Data listing:

┄┄┄┄┄┄┄┄┄┄

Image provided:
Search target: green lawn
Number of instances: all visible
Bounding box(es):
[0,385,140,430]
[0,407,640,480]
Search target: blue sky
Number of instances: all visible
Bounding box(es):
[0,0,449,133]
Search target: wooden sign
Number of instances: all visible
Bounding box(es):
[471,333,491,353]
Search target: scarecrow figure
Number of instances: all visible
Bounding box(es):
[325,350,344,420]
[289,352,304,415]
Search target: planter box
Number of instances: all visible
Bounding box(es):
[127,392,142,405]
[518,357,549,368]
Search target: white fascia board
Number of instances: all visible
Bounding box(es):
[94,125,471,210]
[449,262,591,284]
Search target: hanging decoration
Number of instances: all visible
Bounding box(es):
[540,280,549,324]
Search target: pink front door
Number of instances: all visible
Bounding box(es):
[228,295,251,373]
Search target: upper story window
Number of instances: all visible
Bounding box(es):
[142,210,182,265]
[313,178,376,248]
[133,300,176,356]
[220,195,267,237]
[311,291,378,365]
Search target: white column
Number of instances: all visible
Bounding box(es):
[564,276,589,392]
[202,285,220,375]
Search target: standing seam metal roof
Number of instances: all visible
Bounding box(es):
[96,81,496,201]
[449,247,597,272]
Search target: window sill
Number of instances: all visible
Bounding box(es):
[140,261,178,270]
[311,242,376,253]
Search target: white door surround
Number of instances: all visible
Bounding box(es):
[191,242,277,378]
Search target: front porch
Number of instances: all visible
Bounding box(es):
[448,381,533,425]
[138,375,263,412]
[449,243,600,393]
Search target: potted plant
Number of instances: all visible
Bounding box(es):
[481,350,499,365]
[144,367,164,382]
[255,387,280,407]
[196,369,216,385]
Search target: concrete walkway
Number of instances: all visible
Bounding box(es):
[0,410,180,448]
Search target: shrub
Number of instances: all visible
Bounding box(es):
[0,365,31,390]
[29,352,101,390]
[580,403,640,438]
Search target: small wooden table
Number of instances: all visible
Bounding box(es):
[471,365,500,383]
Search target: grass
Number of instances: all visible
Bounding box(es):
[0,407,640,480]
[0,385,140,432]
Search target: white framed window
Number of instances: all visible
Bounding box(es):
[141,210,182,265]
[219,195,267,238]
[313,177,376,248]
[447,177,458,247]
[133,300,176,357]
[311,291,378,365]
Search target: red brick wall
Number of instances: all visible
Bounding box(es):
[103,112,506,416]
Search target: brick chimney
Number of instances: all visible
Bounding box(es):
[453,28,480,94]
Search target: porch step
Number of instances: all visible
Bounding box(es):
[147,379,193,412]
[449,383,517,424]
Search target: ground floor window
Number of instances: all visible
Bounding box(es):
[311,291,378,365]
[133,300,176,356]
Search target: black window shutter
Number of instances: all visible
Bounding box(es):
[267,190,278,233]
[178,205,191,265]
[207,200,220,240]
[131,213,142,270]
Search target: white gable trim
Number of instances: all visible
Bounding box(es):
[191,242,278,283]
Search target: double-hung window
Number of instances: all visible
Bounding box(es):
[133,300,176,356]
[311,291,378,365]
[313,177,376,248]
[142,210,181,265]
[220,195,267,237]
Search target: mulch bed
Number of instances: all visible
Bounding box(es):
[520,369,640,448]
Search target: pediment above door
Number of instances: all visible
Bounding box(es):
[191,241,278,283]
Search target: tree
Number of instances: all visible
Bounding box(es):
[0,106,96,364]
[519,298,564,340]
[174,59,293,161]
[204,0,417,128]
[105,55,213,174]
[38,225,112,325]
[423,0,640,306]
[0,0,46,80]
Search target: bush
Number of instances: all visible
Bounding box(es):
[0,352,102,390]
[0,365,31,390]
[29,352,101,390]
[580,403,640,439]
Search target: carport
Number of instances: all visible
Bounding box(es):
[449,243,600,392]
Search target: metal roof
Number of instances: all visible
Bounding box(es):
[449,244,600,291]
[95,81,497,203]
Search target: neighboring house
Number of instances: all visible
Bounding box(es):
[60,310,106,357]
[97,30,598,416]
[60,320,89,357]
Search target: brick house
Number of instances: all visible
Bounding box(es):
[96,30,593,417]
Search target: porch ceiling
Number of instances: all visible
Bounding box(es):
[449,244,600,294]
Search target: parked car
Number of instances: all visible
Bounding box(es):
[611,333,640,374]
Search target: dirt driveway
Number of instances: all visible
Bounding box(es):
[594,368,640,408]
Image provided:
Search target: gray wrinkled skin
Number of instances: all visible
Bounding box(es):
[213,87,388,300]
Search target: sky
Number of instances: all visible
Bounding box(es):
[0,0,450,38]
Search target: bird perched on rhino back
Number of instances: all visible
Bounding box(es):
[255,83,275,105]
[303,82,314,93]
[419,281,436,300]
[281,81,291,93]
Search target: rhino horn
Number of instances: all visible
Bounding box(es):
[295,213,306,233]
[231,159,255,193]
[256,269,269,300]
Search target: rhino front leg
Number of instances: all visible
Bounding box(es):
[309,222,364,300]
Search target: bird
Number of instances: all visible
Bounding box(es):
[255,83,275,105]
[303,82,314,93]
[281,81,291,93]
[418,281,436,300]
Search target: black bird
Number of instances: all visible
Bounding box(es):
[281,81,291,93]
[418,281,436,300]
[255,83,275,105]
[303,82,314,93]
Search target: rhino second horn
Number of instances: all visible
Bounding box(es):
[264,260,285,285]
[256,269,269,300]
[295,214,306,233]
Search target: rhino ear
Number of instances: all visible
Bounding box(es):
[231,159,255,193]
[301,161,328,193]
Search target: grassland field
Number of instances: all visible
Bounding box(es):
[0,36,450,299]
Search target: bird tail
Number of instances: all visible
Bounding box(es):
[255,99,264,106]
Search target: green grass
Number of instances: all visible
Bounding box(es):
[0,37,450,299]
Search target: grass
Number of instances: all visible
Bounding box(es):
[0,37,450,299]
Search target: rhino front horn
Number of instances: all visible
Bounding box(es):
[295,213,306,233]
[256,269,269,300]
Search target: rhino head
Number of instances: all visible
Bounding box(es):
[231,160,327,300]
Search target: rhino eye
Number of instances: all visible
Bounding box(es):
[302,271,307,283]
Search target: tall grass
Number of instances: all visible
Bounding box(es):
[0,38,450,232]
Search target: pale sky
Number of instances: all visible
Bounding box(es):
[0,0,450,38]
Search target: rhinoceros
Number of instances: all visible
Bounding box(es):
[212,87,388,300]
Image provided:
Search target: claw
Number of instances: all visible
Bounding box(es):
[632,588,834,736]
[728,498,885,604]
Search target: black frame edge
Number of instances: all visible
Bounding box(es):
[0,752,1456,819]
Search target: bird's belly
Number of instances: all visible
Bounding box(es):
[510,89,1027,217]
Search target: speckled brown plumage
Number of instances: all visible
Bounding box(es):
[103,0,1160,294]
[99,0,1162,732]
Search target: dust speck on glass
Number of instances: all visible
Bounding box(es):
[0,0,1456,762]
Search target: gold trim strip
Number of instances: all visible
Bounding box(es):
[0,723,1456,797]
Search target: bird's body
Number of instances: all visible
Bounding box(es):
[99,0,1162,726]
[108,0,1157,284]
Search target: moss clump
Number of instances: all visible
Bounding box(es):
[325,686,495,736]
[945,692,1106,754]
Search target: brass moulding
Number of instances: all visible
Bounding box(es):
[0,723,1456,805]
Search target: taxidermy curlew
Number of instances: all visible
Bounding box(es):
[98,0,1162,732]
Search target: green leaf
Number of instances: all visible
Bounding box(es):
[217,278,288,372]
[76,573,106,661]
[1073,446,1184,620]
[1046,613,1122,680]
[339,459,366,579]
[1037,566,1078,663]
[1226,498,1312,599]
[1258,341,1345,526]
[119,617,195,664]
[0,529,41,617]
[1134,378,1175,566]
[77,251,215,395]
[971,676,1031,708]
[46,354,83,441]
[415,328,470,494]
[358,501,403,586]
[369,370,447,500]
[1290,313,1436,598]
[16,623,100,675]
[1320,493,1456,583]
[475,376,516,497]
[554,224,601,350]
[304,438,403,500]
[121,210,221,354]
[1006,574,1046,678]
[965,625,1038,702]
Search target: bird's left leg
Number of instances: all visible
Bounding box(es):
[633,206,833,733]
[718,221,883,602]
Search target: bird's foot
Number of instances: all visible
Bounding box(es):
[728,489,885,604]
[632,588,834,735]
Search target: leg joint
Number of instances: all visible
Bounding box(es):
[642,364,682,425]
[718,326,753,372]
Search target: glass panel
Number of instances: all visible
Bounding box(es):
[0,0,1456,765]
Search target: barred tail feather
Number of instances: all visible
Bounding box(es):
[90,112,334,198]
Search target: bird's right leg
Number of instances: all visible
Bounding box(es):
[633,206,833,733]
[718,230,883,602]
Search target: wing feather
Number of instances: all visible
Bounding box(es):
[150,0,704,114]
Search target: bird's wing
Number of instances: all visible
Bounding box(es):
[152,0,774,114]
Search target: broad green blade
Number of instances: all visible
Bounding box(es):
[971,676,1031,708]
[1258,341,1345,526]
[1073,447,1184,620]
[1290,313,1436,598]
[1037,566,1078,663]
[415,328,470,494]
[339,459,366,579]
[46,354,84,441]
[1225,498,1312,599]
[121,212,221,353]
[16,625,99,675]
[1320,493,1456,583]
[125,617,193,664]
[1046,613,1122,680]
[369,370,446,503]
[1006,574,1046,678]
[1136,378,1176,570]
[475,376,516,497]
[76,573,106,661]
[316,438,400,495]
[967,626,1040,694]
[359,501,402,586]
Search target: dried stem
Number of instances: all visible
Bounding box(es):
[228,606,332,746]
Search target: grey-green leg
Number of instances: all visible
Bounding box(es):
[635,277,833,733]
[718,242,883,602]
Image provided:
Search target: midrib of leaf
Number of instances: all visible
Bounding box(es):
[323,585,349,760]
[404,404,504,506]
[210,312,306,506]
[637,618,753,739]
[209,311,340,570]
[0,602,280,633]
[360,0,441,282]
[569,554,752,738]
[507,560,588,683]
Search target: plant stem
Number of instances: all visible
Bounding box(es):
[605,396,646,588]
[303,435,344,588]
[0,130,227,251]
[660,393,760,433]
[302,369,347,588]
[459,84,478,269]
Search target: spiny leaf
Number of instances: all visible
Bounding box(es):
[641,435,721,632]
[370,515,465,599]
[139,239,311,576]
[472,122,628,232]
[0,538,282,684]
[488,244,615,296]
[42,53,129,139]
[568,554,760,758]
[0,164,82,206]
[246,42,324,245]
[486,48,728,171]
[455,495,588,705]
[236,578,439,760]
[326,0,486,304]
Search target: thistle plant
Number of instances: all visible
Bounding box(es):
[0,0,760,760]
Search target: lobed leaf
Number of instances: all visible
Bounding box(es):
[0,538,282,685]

┄┄┄┄┄┄┄┄┄┄

§ **EXERCISE**: Rewrite the lines starting at the one containing "Search target: wooden sign" and ending at the one containing "[518,357,549,368]", switching "planter box" to "flower box" and leaving everything else unchanged. Give only those lines.

§ **THE RESULT**:
Search target: wooden sign
Number of instances: all visible
Bounding box(es):
[471,333,491,353]
Search target: scarecrow figure
Number of instances: all visible
Bounding box(es):
[325,350,344,420]
[289,352,304,415]
Search target: flower box
Number of instances: all visible
Bounding box(es):
[127,392,142,405]
[518,357,549,368]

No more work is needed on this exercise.